Written instruction 1: From the welcome thread, list everything coffin_creature says they hope to do in the haunting community.
Written instruction 2: Write out the passage of the welcome thread starting with "## coffin_creature (Oct" and going on through "the haunting community.", word for word.

Document extract:
# Hello from the great white north



## coffin_creature (Oct 5, 2005)

Just a quick note to say hi and tell you a little about myself. I'm from Alberta Canada and do a yard display each year. I'm 32 years old and a full time paramedic and volunteer fire fighter. Hope to chat with you all get some ideas share some ideas (if i have any), and maybe build a few friendships in the haunting community.
cheers coffin_creature


----------



## SuFiKitten77 (Jul 19, 2005)

Yay .. I get to be the first to welcome you to the Street  Enjoy your stay and we are glad to have you with us


----------



## Zombie-F (Apr 12, 2004)

Wow, there's a lot of you Canadians here! Never knew Halloween was so popular in the great cold North.

Welcome to my fiendish forums.


----------



## Anachronism (Apr 22, 2004)

Welcome aBoard coffin_creature  

~~Bill~~


----------



## claymud (Aug 21, 2005)

hey man welcome, the Canuck population here is growing... soon our plans of world and forum domanation well come true... or not... we havn't decided yet.


----------



## Vlad (Aug 2, 2005)

Welcome aboard CC, we're happy to have you with us. I'm half Canadian, does that mean my haunt will be spared in the invasion?


----------



## crazyryan (Sep 26, 2005)

welcome...u need to no this before really entering. Im the crazy 1. watch out 4 my posts. lol


----------



## ScareFX (Aug 18, 2004)

Welcome to US coffin_creature. Glad you're here.


----------



## HibLaGrande (Sep 25, 2005)

Howdy Coffin-creature,


----------



## scarface (Sep 16, 2005)

Welcome to the street where unicorns and rainbows are in everyones mind.

SUP


----------



## Dr Morbius (Sep 21, 2004)

Hello..don't be scared.

Well, maybe be scared a little.


----------



## colinsuds (Aug 20, 2005)

YES CANADIANS ALL THE WAY!!!!!!!!!!!!!!!!!!!!!!!!! just 4 the recordf im canadian 2 lol.


----------



## Blackwidow (Jul 9, 2005)

Hi coffin_creature and welcome... it's great to have you with us


----------

Records supplied:

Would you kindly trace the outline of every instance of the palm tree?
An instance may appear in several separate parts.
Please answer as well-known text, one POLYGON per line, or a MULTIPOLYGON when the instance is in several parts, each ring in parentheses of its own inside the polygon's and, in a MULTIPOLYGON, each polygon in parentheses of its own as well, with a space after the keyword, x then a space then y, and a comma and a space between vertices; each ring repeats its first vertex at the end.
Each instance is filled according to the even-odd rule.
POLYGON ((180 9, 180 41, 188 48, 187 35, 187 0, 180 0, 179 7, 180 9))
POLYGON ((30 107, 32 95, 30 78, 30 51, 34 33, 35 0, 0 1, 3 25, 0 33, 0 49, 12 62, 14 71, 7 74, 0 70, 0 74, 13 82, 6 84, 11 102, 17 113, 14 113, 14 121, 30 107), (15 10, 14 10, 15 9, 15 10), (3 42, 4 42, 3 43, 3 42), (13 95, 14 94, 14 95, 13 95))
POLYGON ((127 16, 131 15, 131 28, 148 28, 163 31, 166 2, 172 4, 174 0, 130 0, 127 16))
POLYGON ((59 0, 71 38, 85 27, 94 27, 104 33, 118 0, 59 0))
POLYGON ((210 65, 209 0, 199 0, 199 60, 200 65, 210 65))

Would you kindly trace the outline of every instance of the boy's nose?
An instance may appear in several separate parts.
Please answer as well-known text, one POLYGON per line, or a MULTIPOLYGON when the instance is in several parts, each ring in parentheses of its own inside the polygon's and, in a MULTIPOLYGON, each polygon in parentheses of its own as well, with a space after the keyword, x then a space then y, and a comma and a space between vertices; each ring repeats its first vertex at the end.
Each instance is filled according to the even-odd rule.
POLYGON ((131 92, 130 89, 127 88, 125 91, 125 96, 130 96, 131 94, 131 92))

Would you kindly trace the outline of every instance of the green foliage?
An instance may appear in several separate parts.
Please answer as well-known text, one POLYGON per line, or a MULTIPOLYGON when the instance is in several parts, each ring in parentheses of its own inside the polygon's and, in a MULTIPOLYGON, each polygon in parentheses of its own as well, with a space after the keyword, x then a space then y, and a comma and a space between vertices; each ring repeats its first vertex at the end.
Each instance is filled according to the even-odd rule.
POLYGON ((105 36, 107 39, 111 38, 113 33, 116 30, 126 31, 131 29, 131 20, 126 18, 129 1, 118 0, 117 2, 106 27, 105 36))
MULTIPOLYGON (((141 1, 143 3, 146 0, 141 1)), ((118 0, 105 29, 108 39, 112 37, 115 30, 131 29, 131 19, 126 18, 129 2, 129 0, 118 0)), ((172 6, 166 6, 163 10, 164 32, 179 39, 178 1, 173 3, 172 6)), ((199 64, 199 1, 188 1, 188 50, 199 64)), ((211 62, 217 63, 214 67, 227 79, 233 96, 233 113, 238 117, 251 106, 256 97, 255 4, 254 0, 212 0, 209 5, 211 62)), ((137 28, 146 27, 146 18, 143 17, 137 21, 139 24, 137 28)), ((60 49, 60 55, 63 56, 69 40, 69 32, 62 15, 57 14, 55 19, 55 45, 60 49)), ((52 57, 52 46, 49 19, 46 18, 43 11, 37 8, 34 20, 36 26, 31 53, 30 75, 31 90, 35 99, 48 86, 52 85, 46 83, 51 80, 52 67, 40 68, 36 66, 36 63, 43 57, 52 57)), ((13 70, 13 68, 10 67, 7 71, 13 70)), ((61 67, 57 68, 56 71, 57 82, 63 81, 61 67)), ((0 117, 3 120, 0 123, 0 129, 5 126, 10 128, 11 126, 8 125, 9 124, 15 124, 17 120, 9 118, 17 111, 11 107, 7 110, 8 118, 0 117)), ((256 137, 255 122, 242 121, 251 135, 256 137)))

Exercise response 1:
- Chat with everyone
- Get some ideas
- Share some ideas (if they have any)
- Build a few friendships in the haunting community

Exercise response 2:
## coffin_creature (Oct 5, 2005)

Just a quick note to say hi and tell you a little about myself. I'm from Alberta Canada and do a yard display each year. I'm 32 years old and a full time paramedic and volunteer fire fighter. Hope to chat with you all get some ideas share some ideas (if i have any), and maybe build a few friendships in the haunting community.